This is why Star Trek: Lower Decks feels like such a breath of fresh air for the longtime Trekkie. At first glance, converting Star Trek into an animated comedy seems like a sort of stylistic sacrilege, particularly because the previous attempt to bring Trek to animation in 1973 was more unintentionally hilarious than anything. However, the animated sitcom is one of the few popular avenues in which proper episodic storytelling still thrives, so it’s a prime way to smuggle the familial feeling of The Next Generation and Voyager into a format that can find popularity with modern audiences.

The main comedic conceit of Lower Decks is that, rather than center the narrative on the bridge with the captain and a selection of named officers, instead our heroes are the ensigns the franchise has famously used as plot fodder in previous series in order to show just how high the stakes are. It’s a clever idea that simultaneously allows the show to poke fun at the reverence placed on Starfleet officers in-universe, while still paying faithful, if still irreverent, homage to the iconography of previous Treks. This includes stylistic choices like title cards reminiscent of TNG, or canonically confirming that a ship’s holodeck is used for some more adult activities than dueling wits with Moriarty.

Our two main characters are Ensigns Mariner (Tawny Newsome) and Boimler (Jack Quaid), extreme foils in their dedication to Starfleet and their desire to climb in the ranks. Boimler is career-oriented and a stickler for the rules, driven by a desire to one day become a captain. Mariner, meanwhile, has a nerdy reverence to the history and traditions of Starfleet, but she couldn’t give two shits about protocol or rank, preferring instead to get demoted at every opportunity and have fun on as many wacky adventures as possible. The obvious point of reference for this dynamic is the first season of Rick and Morty – the first episode bears some striking structural similarities to Rick and Morty’s pilot – but the character dynamic works well within the relatively more constrained setting of a Starfleet vessel.

Natural language region descriptions
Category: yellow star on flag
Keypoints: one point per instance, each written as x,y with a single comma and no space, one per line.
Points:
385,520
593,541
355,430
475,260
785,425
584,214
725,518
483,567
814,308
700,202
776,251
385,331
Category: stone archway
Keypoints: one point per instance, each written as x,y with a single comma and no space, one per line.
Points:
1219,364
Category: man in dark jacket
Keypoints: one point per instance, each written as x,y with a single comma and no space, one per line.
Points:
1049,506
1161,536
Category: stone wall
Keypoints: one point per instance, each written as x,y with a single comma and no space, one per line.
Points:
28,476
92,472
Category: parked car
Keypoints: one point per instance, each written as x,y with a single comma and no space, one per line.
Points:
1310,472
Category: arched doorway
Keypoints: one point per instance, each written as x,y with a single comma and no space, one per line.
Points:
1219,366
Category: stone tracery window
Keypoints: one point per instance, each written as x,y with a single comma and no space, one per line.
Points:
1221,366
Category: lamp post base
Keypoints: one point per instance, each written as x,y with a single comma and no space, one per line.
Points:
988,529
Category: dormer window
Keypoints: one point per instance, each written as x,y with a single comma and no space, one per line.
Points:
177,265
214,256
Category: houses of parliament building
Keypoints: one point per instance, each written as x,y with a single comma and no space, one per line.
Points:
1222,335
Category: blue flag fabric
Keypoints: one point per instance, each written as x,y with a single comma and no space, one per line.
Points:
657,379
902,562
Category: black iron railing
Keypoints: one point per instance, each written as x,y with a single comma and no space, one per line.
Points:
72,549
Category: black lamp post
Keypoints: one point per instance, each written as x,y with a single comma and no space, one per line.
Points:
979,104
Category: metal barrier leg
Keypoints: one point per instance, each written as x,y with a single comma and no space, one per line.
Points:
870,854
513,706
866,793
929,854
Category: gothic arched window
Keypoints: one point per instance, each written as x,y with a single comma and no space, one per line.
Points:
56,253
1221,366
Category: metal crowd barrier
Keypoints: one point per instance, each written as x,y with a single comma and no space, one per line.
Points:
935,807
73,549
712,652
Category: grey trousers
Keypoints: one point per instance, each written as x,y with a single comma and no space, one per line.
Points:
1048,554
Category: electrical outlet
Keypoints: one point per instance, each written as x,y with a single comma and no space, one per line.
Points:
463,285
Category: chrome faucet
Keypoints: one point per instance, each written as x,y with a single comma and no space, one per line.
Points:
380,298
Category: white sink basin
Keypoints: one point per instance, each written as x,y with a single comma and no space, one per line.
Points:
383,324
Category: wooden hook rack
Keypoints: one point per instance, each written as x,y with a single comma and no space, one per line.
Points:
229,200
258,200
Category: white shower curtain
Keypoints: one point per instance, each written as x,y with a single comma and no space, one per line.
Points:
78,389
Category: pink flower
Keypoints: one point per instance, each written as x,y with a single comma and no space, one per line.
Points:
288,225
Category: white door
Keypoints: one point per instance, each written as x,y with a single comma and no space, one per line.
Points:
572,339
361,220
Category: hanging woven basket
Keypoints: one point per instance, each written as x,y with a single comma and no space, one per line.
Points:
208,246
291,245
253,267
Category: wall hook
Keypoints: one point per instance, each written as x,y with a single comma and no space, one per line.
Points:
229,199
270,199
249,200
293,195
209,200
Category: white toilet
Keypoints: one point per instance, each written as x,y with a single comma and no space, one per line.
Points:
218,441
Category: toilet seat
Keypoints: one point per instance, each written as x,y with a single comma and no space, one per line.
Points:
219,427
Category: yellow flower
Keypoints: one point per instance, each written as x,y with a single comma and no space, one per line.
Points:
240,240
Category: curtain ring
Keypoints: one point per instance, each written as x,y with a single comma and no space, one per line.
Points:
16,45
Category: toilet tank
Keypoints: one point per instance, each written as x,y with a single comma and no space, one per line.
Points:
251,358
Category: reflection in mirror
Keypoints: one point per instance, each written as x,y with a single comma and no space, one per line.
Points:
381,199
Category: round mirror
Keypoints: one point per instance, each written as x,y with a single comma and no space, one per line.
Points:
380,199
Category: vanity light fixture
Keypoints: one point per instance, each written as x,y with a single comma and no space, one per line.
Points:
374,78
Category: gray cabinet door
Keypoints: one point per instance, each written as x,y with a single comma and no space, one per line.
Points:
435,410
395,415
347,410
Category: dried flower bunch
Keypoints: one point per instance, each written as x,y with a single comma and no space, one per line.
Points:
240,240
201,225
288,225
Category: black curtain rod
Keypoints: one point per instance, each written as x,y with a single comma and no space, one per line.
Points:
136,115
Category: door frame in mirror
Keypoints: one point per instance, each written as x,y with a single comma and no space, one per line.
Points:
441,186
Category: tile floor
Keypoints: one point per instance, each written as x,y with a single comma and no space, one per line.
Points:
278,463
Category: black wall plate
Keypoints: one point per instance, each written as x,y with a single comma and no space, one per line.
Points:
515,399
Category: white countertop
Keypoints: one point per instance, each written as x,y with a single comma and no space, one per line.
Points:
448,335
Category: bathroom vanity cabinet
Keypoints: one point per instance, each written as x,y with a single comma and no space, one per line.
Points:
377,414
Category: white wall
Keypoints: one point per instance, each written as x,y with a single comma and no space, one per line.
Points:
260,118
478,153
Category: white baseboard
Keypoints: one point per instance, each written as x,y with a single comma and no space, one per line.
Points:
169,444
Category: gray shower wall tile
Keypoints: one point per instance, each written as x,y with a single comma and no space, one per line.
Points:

Required action 1
Translate this sentence from the Lower Decks review into Spanish: "Boimler is career-oriented and a stickler for the rules, driven by a desire to one day become a captain."
Required action 2
According to the Lower Decks review, in what year was the earlier attempt to bring Trek to animation made?
Required action 3
Rename "Trekkie" to "Trek fan" in the part of the Lower Decks review that starts at the words "This is why" and ends after "with modern audiences.", and write out that part.

Written reply 1
Boimler está orientado a su carrera y es muy estricto con las reglas, impulsado por el deseo de llegar a ser capitán algún día.

Written reply 2
1973

Written reply 3
This is why Star Trek: Lower Decks feels like such a breath of fresh air for the longtime Trek fan. At first glance, converting Star Trek into an animated comedy seems like a sort of stylistic sacrilege, particularly because the previous attempt to bring Trek to animation in 1973 was more unintentionally hilarious than anything. However, the animated sitcom is one of the few popular avenues in which proper episodic storytelling still thrives, so it’s a prime way to smuggle the familial feeling of The Next Generation and Voyager into a format that can find popularity with modern audiences.